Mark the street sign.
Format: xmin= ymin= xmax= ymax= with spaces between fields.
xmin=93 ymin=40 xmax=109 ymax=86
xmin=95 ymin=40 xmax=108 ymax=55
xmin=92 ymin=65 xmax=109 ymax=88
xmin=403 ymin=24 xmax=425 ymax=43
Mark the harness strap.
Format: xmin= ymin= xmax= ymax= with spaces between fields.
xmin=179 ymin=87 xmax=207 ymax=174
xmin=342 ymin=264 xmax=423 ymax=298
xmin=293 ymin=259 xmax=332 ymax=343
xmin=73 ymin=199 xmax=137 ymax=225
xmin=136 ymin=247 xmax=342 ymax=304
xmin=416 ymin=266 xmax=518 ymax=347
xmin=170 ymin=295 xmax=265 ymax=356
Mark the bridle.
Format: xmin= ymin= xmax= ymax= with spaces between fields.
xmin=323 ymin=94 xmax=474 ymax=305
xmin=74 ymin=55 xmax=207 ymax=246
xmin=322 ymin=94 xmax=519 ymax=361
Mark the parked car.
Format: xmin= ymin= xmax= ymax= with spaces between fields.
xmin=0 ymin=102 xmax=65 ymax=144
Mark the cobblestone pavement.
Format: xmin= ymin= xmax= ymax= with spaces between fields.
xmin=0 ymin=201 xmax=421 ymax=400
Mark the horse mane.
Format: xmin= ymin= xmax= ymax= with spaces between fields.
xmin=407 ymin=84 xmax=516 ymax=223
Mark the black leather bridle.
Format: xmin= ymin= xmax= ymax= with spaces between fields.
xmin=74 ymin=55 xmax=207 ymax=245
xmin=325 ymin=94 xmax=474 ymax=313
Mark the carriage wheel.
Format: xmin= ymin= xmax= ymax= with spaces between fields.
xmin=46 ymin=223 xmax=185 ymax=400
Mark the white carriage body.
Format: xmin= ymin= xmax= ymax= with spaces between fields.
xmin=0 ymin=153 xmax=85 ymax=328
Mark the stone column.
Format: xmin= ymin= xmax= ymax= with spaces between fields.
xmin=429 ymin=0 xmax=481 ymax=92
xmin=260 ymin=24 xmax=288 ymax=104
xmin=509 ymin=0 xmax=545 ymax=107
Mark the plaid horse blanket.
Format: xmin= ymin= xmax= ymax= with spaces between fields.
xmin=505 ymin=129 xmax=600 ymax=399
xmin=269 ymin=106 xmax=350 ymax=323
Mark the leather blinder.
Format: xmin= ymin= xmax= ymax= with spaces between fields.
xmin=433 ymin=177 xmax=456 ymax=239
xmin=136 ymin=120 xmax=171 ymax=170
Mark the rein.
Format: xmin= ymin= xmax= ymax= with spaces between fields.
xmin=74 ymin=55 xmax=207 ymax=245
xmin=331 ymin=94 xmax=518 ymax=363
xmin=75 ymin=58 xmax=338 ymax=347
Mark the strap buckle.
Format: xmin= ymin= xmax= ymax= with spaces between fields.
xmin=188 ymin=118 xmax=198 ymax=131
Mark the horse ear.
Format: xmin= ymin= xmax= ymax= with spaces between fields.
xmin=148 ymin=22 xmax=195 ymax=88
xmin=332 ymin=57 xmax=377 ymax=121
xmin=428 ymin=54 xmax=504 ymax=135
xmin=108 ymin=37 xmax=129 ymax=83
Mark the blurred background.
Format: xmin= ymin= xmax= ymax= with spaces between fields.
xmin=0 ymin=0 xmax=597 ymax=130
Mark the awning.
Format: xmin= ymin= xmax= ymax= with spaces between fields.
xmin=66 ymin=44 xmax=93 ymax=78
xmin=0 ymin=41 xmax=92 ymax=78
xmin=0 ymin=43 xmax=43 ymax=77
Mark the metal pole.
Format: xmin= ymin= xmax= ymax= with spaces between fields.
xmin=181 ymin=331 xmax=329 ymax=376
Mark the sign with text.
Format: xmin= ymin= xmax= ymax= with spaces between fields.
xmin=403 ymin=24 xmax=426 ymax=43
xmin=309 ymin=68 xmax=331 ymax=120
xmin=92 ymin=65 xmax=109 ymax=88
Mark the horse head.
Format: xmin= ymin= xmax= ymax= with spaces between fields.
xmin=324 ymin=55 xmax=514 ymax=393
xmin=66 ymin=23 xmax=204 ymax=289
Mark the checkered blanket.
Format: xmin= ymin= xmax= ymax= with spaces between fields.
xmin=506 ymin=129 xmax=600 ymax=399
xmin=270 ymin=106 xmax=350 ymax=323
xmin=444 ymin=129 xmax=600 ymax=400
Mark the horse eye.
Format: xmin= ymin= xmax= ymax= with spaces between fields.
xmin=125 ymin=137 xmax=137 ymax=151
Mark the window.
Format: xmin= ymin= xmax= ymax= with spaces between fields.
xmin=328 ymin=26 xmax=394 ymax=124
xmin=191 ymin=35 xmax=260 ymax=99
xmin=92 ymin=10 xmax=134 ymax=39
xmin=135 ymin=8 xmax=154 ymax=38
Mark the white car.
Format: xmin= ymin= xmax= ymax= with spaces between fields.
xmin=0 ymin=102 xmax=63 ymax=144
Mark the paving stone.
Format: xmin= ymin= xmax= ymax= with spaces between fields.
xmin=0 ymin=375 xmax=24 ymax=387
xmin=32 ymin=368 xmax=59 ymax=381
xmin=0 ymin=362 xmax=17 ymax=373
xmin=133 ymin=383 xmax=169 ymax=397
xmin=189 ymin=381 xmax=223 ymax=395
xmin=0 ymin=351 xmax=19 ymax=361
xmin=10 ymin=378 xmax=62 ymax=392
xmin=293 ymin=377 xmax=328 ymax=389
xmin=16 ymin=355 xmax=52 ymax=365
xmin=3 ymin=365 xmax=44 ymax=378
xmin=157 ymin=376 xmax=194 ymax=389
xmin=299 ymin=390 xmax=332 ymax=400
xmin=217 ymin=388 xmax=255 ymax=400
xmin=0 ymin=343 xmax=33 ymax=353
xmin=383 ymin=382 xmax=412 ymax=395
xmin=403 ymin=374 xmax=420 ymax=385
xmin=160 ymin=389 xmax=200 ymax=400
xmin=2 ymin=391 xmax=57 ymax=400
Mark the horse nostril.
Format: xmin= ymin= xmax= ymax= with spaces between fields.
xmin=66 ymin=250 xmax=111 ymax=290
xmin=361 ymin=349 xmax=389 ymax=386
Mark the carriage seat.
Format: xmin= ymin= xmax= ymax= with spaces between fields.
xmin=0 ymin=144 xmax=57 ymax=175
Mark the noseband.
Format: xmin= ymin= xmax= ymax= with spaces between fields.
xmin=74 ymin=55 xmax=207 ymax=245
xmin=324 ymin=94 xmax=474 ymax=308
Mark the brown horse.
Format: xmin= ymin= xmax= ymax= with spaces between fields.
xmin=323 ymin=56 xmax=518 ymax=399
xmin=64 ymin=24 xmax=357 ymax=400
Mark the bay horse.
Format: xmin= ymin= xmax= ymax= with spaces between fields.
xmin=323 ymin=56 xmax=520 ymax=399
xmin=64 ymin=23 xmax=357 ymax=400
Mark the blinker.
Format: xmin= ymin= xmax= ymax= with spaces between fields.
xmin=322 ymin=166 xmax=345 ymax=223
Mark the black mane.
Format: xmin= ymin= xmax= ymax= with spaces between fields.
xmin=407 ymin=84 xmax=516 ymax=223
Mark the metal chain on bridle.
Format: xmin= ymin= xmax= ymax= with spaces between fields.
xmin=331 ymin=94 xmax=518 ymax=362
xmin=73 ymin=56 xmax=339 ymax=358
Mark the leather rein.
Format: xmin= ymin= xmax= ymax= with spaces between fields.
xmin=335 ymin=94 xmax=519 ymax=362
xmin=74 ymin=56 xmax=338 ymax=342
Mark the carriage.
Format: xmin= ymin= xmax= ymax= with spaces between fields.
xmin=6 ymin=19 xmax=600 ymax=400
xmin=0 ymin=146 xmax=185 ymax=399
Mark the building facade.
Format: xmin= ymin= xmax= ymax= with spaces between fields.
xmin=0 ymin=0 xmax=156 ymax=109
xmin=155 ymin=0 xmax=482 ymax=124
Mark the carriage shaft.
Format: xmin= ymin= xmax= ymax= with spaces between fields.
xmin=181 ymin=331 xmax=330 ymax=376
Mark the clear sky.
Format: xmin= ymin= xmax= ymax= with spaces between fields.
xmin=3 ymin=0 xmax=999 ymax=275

### To do
Reproduce the entries above exactly, but only the lines between the line holding "Mark the carriage seat." and the line holding "Mark the blinker.", inclusive.

### Solved exercise
Mark the carriage seat.
Format: xmin= ymin= xmax= ymax= with spaces between fields.
xmin=0 ymin=144 xmax=57 ymax=175
Mark the noseband.
Format: xmin= ymin= xmax= ymax= with spaces between fields.
xmin=74 ymin=55 xmax=207 ymax=245
xmin=324 ymin=94 xmax=474 ymax=308
Mark the brown horse.
Format: xmin= ymin= xmax= ymax= with spaces between fields.
xmin=323 ymin=56 xmax=518 ymax=399
xmin=64 ymin=24 xmax=357 ymax=400
Mark the bay horse.
Format: xmin= ymin= xmax= ymax= with spaces between fields.
xmin=323 ymin=56 xmax=520 ymax=399
xmin=64 ymin=23 xmax=357 ymax=400
Mark the blinker.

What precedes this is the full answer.